§ Required work
List every line of the records that contains the word "bronze", matching its case exactly.

§ Source data
┄┄┄┄┄┄┄┄┄┄

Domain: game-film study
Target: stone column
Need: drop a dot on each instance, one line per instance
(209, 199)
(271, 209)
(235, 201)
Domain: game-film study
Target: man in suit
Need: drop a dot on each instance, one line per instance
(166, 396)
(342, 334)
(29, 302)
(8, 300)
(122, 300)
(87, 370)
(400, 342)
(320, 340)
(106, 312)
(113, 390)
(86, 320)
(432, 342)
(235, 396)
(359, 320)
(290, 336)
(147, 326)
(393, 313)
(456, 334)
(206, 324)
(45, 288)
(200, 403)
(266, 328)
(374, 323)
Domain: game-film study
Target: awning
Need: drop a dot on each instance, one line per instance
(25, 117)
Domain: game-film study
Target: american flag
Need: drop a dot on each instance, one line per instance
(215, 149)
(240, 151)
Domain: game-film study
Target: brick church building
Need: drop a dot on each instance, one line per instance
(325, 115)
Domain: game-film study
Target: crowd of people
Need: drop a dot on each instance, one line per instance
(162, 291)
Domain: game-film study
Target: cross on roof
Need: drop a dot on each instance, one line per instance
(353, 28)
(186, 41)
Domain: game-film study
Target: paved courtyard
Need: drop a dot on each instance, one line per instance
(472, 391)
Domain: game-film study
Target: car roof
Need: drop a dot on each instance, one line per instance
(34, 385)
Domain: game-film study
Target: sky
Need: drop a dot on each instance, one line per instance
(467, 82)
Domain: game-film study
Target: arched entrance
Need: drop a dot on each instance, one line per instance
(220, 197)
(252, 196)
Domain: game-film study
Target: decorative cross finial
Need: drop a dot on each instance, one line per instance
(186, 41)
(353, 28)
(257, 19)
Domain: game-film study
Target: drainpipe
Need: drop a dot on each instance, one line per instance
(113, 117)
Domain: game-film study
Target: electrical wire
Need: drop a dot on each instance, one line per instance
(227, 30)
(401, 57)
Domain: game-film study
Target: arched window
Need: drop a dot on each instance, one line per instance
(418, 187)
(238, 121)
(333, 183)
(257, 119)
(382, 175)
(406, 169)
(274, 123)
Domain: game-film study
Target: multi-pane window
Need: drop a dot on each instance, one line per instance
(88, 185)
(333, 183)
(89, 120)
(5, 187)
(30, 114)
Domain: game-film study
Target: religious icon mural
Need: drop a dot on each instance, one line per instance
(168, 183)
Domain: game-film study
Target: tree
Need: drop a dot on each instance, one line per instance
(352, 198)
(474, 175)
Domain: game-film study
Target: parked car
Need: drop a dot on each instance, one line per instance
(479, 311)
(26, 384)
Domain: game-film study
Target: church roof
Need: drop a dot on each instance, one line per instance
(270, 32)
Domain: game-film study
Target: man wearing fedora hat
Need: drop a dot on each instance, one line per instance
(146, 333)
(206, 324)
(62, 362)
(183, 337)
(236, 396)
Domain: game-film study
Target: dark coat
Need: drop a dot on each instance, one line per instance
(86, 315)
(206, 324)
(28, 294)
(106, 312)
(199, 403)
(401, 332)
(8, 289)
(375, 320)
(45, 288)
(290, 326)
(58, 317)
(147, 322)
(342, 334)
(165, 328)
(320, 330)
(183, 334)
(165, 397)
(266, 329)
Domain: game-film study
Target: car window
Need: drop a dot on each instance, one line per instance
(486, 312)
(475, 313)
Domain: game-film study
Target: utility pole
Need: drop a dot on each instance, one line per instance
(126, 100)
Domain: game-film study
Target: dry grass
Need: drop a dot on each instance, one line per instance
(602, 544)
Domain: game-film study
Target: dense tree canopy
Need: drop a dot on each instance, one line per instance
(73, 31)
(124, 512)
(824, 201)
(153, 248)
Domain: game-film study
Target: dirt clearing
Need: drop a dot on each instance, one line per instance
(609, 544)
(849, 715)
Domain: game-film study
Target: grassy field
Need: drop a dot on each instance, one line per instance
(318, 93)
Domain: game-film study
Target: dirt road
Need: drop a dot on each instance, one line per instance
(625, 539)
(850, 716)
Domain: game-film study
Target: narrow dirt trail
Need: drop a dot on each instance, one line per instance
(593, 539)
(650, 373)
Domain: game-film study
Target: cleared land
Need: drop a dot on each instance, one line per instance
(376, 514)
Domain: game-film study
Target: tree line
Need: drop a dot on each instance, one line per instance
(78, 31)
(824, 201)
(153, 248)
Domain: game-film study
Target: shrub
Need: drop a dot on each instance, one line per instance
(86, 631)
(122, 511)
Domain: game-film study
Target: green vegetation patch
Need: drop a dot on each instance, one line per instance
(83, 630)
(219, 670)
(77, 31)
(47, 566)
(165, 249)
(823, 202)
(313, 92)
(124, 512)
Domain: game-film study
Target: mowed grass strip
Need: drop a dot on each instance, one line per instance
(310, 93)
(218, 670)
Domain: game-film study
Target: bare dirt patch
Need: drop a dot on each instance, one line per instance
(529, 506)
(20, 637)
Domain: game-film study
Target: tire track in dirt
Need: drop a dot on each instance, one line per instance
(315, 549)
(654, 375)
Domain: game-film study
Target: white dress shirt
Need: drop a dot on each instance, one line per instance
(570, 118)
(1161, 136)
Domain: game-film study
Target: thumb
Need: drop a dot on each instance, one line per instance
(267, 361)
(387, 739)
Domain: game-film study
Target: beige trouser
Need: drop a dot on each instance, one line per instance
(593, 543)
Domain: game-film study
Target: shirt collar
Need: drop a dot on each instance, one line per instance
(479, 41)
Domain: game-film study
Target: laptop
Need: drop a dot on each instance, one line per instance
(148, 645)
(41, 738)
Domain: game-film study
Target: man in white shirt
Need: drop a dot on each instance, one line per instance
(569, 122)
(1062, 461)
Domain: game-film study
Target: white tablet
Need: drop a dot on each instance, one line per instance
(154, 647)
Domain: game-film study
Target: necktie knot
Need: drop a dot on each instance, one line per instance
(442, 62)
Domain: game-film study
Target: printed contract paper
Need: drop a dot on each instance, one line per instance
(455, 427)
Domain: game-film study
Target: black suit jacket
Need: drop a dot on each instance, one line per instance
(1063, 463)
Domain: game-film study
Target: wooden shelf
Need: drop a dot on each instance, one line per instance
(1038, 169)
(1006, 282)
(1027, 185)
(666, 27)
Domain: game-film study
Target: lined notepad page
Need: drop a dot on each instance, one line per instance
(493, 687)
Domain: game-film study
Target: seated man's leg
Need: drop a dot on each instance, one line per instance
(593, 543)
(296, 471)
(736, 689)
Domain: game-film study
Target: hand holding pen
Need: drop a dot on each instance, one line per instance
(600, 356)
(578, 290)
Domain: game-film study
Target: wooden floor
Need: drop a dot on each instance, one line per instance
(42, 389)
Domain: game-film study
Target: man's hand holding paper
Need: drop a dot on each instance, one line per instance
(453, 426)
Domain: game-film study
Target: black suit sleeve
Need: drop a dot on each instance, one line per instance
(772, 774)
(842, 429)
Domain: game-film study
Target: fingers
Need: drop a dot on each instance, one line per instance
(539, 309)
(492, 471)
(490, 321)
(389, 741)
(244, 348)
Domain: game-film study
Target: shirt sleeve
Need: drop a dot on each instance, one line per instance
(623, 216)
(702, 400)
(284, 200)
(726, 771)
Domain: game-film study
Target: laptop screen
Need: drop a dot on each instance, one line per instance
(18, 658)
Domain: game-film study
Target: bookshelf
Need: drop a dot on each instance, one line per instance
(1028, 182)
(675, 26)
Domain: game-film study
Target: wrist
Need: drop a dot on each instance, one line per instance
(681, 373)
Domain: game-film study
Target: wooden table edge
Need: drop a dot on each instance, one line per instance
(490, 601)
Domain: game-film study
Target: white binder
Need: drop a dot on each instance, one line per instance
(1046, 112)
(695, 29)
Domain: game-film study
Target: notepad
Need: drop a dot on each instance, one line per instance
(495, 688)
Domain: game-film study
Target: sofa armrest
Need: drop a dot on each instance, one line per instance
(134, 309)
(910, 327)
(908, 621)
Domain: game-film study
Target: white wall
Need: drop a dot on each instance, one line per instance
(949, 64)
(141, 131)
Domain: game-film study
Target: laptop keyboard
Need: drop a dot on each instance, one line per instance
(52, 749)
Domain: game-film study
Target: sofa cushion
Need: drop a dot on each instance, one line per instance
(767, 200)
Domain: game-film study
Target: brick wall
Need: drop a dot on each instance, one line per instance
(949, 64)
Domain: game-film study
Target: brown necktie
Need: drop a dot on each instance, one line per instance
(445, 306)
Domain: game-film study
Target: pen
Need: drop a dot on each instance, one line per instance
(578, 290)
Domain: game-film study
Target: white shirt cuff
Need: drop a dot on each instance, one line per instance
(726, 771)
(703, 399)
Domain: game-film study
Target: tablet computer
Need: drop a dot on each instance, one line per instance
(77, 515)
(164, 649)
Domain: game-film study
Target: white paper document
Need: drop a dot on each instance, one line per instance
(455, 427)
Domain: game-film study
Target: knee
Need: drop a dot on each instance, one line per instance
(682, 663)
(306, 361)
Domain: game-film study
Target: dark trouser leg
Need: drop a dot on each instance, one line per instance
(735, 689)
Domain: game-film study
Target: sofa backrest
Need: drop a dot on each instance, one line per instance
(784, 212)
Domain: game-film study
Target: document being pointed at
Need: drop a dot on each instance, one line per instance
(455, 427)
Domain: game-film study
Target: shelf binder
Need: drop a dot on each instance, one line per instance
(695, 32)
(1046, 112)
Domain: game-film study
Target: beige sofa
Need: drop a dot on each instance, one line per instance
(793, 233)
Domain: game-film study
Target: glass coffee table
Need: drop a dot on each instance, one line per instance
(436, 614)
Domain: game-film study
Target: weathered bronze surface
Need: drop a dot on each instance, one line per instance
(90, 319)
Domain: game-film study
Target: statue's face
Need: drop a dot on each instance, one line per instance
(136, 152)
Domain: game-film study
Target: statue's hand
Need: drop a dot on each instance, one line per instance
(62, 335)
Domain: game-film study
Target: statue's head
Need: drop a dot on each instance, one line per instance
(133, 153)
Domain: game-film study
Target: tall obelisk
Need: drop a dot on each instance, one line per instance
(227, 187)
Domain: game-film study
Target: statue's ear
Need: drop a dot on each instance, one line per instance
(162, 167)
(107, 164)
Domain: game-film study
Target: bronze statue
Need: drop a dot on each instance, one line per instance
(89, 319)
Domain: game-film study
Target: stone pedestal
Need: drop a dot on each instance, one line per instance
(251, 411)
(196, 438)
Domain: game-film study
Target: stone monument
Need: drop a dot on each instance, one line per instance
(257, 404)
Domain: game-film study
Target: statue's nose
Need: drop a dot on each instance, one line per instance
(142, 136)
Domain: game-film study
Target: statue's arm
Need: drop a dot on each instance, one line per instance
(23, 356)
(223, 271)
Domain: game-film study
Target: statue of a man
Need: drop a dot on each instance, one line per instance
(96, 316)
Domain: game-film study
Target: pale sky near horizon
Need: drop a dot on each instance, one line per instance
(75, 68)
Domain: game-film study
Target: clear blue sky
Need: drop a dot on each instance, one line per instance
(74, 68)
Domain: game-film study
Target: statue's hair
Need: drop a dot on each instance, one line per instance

┄┄┄┄┄┄┄┄┄┄

§ Reply to the exercise
Target: weathered bronze surface
Target: bronze statue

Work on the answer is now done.